## ESTRATTO DEL TESTO
Può essere utile ricordare le esperienze negative in sede di formazione? Come sviluppare nei lavoratori esposti la sensibilità alla gravità e alla probabilità degli infortuni? A cura di Alessandro Mazzeranghi.

Un amico, che non è più con noi, tanti anni orsono mi criticava aspramente per il mio utilizzo di esempi negativi (infortuni ecc.) in ambito di formazione sulla sicurezza sul lavoro. E in linea di principio sono d’accordo: l’esempio negativo tende a far ritirare l’ascoltatore nel suo mondo compromettendone l’ascolto.

Ci sono tantissimi specialisti che sanno spiegare meglio di me questo concetto; eppure, a distanza di 20 anni, io resto convinto solo in parte.

Mi spiego: se io devo convincere qualcuno a guardarsi da un rischio a cui oggettivamente è esposto, credo francamente che la sostanza si possa esprimere solo tramite esempi pratici; ciò che è permesso e ciò che è vietato devono trovare una giustificazione concreta altrimenti si finisce, spesso, per trasmettere una teoria che viene condivisa sul momento ma non si “installa” nella memoria. Quindi creare una distinzione fra il giusto e lo sbagliato, fra le situazioni sicure e quelle seriamente pericolose è importante per dare un metro empirico di discernimento a chi ascolta.

E quindi mi permetto, da tecnico operativo, che ha vissuto fin troppi anni in reparti estremamente pericolosi, che i punti chiave da trasmettere tramite la formazione volta a prevenire gli infortuni sono due:

  • La conoscenza concreta degli argomenti specifici di cui si discute (COMPETENZA).
  • La capacità di valutare i rischi associati ad una specifica situazione legata ai temi in discussione (CAPACITÀ).

È evidente che in una realtà tecnicamente complessa le regole imposte sono utili ma purtroppo non esaustive. È quindi il singolo che, sulla base delle conoscenze acquisite, deve applicare una competenza che gli consenta di stabilire da solo quali siano i comportamenti sicuri.

Come evitare che questo risulti respingente per chi ascolta, se siamo costretti a “insegnare a fare” una sorta di valutazione dei rischi “sul momento” e senza il tempo di ricorrere all’aiuto di soggetti più esperti?

## MATERIALE ESTRATTO
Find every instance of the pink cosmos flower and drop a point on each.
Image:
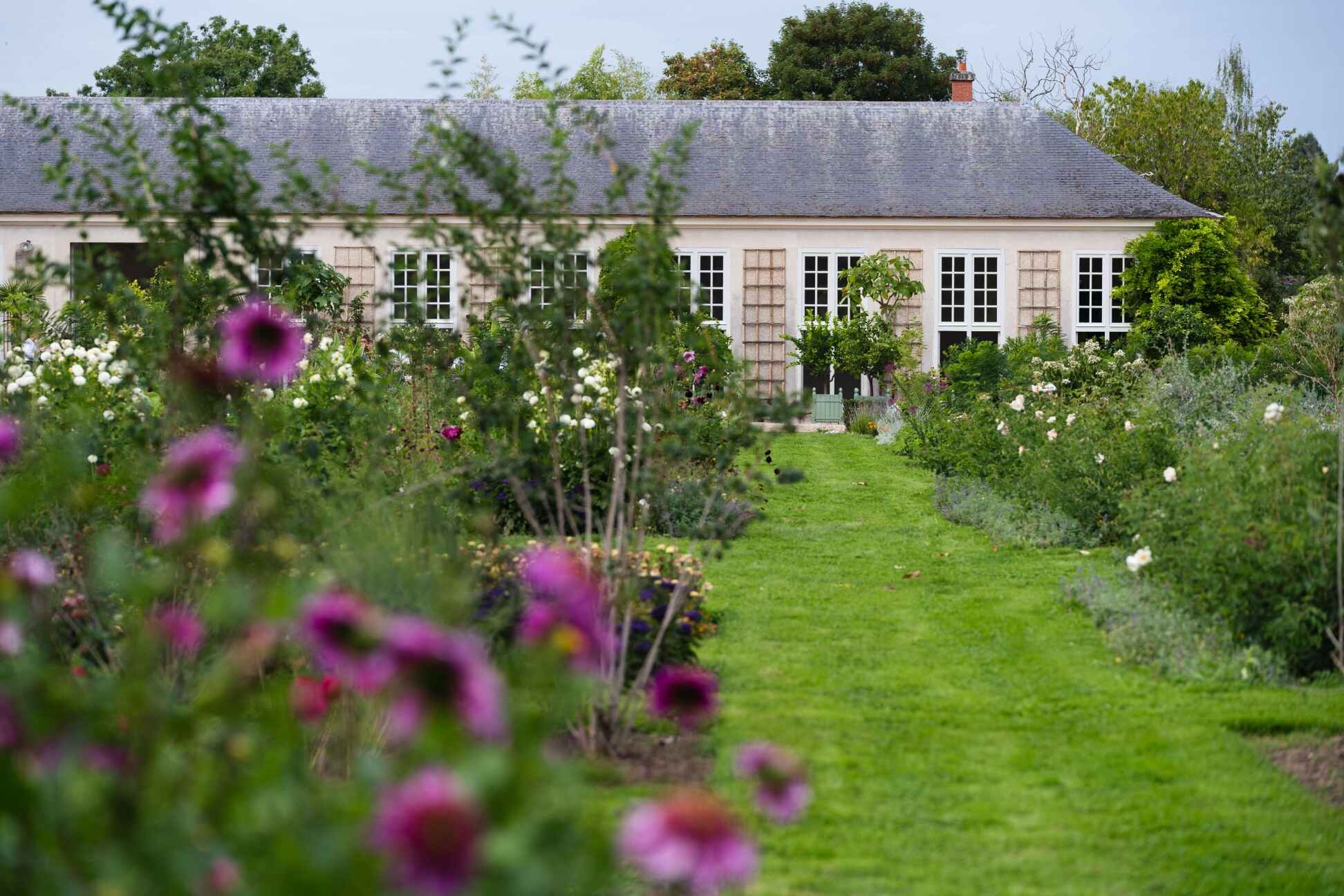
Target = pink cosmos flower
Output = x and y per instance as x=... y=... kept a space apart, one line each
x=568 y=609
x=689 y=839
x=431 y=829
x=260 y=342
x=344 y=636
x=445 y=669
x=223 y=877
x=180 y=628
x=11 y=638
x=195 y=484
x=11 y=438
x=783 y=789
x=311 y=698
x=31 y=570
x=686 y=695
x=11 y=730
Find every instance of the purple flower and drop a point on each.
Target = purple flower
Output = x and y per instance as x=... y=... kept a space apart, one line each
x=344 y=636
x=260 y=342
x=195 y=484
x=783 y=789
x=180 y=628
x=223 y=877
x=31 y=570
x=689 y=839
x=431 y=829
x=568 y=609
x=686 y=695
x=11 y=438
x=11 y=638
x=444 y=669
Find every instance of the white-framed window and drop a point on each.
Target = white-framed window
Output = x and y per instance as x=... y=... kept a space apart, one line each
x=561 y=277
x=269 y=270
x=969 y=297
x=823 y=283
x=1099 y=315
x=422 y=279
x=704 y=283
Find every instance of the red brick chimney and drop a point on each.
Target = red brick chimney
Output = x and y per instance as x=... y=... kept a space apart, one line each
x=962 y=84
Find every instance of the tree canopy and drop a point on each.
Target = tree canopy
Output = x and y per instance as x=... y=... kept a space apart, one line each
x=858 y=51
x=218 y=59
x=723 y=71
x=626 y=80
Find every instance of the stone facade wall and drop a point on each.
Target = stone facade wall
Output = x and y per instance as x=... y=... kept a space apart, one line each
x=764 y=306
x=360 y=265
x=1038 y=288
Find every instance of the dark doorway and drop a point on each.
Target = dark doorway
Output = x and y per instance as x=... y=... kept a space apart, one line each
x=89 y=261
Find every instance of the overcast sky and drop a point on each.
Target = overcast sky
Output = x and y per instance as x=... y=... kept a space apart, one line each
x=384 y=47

==

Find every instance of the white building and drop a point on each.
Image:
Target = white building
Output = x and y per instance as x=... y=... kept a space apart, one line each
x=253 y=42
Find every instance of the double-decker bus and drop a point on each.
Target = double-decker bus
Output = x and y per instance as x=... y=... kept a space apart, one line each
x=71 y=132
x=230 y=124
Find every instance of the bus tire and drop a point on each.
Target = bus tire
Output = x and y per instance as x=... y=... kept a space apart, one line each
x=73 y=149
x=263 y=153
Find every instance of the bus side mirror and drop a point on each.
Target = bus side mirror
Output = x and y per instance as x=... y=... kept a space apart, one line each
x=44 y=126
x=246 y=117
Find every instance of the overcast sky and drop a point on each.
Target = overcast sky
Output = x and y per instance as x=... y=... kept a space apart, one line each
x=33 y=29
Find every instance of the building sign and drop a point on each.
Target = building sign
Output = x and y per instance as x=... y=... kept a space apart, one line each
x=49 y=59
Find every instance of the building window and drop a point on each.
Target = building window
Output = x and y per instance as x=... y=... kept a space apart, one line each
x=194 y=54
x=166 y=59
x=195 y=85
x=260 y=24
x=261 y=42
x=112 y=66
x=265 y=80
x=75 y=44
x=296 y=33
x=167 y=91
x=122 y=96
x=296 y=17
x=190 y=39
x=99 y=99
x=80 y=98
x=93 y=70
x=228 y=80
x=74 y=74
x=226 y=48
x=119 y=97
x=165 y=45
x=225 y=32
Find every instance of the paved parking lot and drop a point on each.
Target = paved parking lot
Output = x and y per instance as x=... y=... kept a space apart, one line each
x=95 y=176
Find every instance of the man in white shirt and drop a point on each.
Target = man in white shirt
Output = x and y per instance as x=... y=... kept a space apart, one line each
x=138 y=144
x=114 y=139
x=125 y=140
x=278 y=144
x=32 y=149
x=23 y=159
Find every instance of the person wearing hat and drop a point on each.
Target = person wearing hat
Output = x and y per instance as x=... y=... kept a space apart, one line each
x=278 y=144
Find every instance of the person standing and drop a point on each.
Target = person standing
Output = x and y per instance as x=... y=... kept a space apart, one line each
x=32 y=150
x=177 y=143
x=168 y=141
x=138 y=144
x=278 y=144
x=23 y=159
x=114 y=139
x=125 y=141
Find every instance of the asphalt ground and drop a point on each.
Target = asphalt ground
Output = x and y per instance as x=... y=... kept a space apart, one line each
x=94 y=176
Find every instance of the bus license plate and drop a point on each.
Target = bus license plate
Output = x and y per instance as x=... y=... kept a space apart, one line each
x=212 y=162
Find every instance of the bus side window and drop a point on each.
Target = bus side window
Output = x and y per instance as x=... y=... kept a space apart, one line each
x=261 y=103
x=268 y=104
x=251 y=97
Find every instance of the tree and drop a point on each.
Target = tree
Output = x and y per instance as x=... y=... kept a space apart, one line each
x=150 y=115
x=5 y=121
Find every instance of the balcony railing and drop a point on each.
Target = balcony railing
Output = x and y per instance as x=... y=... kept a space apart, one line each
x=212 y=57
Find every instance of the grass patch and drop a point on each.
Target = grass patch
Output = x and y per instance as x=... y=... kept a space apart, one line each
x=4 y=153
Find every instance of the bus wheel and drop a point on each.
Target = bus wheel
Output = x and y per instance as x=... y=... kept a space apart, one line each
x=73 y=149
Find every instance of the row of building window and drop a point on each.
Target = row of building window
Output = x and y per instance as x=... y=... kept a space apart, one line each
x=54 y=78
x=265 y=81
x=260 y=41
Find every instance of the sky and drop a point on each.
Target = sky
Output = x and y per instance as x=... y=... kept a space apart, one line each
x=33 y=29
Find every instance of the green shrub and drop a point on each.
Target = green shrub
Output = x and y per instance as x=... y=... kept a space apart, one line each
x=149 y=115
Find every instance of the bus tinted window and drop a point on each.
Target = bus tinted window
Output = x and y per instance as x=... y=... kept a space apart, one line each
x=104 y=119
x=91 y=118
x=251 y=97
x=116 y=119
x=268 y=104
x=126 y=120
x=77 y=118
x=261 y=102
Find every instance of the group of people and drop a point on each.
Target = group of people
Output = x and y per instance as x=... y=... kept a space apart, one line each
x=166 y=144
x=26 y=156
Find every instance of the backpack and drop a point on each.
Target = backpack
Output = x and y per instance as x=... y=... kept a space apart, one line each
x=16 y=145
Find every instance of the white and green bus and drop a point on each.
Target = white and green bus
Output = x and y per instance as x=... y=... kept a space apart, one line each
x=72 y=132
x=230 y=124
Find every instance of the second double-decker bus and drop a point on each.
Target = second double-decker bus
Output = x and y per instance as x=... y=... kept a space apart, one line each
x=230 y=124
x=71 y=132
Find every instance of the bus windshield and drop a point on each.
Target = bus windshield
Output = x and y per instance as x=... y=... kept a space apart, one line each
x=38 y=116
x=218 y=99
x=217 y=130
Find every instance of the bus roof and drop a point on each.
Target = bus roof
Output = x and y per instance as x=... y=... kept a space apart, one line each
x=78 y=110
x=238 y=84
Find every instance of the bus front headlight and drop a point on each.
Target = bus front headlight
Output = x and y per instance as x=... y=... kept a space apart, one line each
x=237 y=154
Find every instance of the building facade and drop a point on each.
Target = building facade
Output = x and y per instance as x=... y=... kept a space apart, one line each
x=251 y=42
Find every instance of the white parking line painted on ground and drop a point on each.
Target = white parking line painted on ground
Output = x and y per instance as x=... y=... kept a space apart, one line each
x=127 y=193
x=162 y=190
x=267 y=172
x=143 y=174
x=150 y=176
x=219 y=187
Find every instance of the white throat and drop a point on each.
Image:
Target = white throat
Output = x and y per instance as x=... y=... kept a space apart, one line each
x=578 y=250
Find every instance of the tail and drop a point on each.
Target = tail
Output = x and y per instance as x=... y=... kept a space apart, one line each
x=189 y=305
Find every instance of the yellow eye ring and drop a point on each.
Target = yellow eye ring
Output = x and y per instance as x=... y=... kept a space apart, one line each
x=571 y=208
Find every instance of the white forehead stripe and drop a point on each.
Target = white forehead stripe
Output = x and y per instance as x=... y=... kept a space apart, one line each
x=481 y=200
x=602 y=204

## PROBLEMA BREVE
Prosegui l'articolo sulla formazione alla sicurezza sul lavoro partendo subito dopo la domanda finale, quella che comincia con «Come evitare che questo risulti respingente».

## RISPOSTA AL COMPITO
Il misero stratagemma che provo ad utilizzare è quello di guidare i discenti su un albero delle scelte. Presumendo di aver già fornito le basi di conoscenza per effettuare l’esercizio possiamo seguire questo banale percorso:

  1. Descrivere un contesto operativo preciso e attinente al tema in discussione sul quale dobbiamo tenerci pronti a fornire tutti gli ulteriori dettagli possibili come se la persona che ci ascolta fosse in quella situazione e si stesse guardando intorno per capire meglio; ovviamente le risposte che possiamo dare riguardano solo ciò che la persona potrebbe effettivamente osservare con i suoi occhi se si trovasse in quella situazione: le domande riguardanti l’esistenza di una valutazione dei rischi specifica piuttosto che di istruzioni operative che descrivono quella situazione evidentemente qualcosa che non può essere acquisita sul momento da un lavoratore e quindi ha poco significato rispetto alla sua reazione di fronte a quella situazione che abbiamo descritto.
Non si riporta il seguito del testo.